▶ Excerpt to read:
⁂

Investment Dealers' Digest
October 2005
Boutique investment banks Thomas Weisel Partners and S.G. Cowen
recently unveiled plans to go public, but lurking in the background
are constant calls that their model-the small, full-service investment
bank-is no longer viable. Inspired by the Four Horsemen of Hambrecht & Quist,
Alex. Brown, Robertson Stephens and Montgomery Securities, they
focus on providing emerging growth companies with underwriting
services, research and sales and trading. But today, M&A is
king and equity trading and underwriting are struggling.
Boutiques such as the above, along with the likes of Think Equity
and C.E.
Unterberg, Towbin, which sprouted up to serve growth companies
after the Four Horsemen were swallowed up by larger institutions,
are seeing their profits eroded by high research costs, shrinking
trading commissions and a dearth of equity offerings. Since the
classic full-service boutique puts less emphasis on M&A than
underwriting, a number of these firms are missing out on the one
market that has remained hot. As a result, many are looking for
the exit, considering consolidation maneuvers or trying somehow
to reinvent themselves. For example, Think Equity is said to be
looking for a cash infusion or a buyer, while Unterberg is said
to be having a difficult time with its current structure.
"The Four Horsemen model cannot work in the 21st century," said
Ben Howe, CEO of America's Growth Capital, a Boston-based boutique. "That
model was dominated by underwriting, but for the first five years
of the 21st century, there has been very little underwriting in
the emerging growth sector, and commission trading has declined
dramatically."
According to its Securities and Exchange filing, Weisel, which
plans to raise $65 million in an IPO, lost $12.3 million on revenue
of $119 million in the first six months of this year. At the height
of the tech boom of 2000, the bank posted net income on $118 million
on revenue of $486 million.
It lost money in 2002 but was profitable last year, when it earned
$22.7 million on revenue of $283.4 million. According to the filing,
the bank lost money this year because of less activity in the investment
banking and brokerage businesses, fewer IPOs and less favorable
equity markets.
Boston-based Adams Harkness Financial Group, a full-service boutique
serving tech, healthcare and other emerging growth companies, survived
since 1937 but lost $9 million amid the tough market of 2004 and
was bought out last month by Canada's Canaccord Capital for $20
million.
"Small firms are not making any money on core cash and trading
businesses right now," said Michael Butler, CEO of boutique
investment bank Cascadia Capital, which focuses on advisory work. "To
be profitable in that business, you have to have real scale, have
capital to put down as principal and take some risk. It looks like
a lot of these companies are going to be faced with business-model
decisions or are going to have to consolidate."

⁂

▶ Short task 1:
Turn the rows from the line containing "slide with a point in the photo above." through the end of the rows into a numbered list, skipping blank lines and leaving out the pictures.

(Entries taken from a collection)
⁂

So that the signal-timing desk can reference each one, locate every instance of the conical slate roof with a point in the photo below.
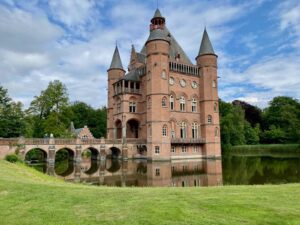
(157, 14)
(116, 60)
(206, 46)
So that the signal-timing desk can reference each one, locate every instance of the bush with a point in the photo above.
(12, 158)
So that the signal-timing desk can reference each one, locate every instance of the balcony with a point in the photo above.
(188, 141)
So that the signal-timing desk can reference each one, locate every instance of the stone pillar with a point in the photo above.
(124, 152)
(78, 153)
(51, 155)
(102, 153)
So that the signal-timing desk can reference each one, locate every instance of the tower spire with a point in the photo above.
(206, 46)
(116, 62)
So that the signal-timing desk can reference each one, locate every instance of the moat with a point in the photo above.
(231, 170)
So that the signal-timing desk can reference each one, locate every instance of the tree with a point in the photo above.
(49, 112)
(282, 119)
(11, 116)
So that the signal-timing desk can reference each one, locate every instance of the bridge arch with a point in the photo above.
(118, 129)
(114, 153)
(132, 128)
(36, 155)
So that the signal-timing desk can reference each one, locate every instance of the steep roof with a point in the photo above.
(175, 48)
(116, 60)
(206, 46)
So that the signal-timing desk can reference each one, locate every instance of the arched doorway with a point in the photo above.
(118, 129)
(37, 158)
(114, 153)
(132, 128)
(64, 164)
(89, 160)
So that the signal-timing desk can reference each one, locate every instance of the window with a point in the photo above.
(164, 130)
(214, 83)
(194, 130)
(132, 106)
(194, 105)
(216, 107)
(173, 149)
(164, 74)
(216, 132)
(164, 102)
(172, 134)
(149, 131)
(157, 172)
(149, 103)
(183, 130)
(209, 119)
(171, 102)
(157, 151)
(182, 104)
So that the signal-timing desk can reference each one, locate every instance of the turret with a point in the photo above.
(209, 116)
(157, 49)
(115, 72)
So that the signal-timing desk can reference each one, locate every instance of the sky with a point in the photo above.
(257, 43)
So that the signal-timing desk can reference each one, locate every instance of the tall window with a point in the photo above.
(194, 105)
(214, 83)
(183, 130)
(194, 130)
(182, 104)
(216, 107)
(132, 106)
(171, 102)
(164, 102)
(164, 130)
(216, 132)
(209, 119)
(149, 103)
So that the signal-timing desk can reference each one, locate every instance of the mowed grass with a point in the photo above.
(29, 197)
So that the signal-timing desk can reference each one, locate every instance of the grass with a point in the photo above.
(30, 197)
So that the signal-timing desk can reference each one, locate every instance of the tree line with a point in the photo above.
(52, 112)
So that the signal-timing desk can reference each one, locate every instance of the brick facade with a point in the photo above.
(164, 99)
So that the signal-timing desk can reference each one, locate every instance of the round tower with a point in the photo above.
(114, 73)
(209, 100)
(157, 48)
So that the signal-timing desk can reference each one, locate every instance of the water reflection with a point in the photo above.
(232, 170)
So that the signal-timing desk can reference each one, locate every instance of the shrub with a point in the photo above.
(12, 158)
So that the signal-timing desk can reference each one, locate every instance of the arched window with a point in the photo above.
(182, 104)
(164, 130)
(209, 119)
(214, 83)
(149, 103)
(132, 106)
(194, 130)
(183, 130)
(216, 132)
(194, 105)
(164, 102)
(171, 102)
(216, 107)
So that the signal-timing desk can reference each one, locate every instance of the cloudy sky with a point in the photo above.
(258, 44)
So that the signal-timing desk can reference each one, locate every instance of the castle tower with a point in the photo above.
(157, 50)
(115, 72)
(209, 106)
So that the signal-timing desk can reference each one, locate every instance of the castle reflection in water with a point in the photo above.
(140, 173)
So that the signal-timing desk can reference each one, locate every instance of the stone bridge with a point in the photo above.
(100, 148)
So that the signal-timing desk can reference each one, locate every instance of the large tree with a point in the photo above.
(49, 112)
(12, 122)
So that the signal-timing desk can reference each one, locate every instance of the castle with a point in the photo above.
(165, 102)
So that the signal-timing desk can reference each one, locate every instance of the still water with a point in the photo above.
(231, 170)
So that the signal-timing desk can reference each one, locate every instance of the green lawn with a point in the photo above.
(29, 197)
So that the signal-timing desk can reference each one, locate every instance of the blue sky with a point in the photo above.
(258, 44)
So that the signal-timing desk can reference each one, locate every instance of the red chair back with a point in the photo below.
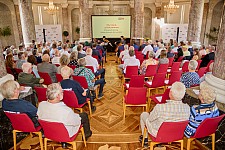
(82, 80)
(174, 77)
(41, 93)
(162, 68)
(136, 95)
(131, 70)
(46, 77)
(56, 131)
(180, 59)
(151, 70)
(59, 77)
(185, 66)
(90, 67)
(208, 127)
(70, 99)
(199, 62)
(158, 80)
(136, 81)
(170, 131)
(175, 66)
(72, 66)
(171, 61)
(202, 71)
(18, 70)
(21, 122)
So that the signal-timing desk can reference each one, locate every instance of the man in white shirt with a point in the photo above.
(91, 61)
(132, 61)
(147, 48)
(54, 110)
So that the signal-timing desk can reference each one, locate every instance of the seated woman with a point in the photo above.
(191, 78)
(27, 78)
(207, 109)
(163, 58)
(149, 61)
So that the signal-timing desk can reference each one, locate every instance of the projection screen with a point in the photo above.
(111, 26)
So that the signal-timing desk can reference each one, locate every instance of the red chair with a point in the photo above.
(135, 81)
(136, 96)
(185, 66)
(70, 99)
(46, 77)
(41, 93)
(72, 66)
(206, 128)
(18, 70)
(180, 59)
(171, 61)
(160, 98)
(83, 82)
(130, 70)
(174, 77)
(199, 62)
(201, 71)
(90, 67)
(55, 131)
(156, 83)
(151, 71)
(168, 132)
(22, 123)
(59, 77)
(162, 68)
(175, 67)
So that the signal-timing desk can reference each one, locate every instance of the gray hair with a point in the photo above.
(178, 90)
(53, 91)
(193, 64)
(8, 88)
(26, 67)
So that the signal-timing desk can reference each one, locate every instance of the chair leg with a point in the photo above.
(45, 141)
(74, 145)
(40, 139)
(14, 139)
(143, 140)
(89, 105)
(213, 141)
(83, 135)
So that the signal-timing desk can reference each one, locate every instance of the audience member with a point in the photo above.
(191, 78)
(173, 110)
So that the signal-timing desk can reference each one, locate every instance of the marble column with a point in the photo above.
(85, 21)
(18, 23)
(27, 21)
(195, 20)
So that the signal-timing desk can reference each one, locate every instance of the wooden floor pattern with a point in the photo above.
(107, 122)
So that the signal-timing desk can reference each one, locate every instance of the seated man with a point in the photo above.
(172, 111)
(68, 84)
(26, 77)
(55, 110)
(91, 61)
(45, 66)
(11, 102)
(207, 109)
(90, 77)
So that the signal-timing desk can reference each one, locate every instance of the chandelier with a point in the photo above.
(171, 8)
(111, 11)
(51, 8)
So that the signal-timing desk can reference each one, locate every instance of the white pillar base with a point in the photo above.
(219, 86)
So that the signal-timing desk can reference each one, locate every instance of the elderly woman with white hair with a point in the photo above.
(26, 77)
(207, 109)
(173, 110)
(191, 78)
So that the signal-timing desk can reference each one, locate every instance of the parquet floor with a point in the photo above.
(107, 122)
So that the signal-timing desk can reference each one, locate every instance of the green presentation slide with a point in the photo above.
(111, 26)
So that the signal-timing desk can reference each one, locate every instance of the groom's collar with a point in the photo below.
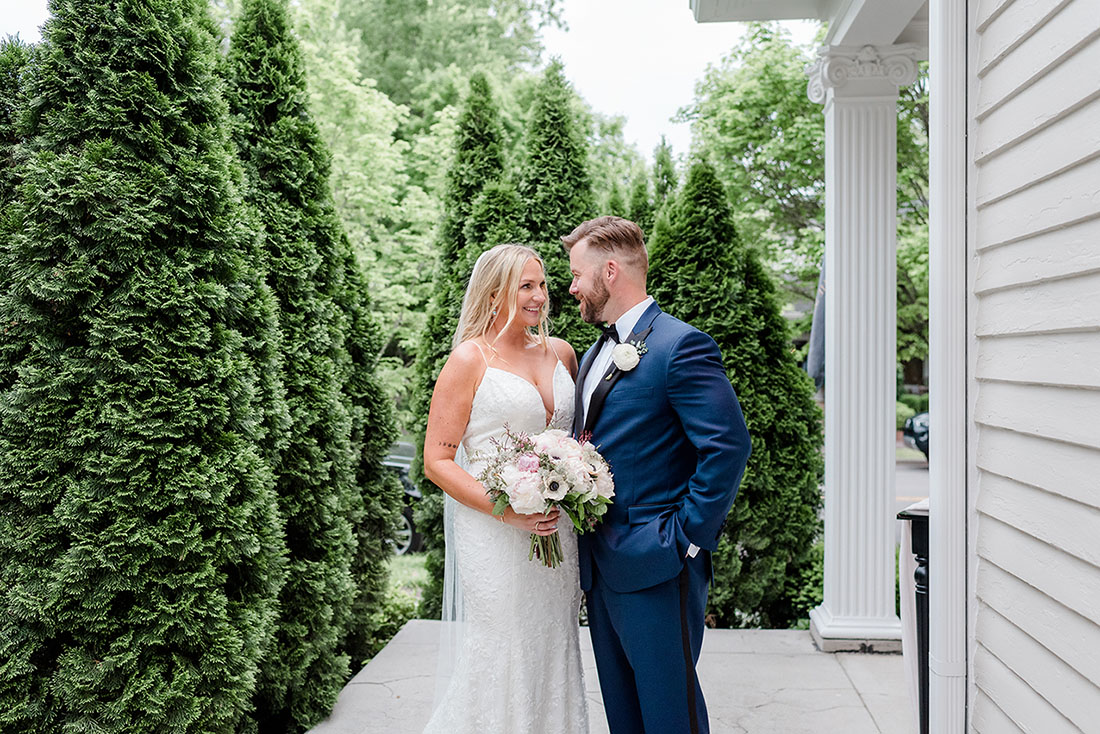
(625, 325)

⁂

▶ Short task 2:
Answer these questions using the article on boutique investment banks.
(a) How much does Weisel plan to raise in its IPO?
(b) Who bought Adams Harkness Financial Group, and for how much?
(c) Which boutique is Ben Howe the CEO of?

▶ Task answer 1:
1. So that the signal-timing desk can reference each one, locate every instance of the green presentation slide with a point in the photo above.
2. (111, 26)
3. So that the signal-timing desk can reference each one, locate every instance of the groom's collar with a point in the photo below.
4. (625, 325)

▶ Task answer 2:
(a) $65 million.
(b) Canada's Canaccord Capital bought it for $20 million.
(c) America's Growth Capital.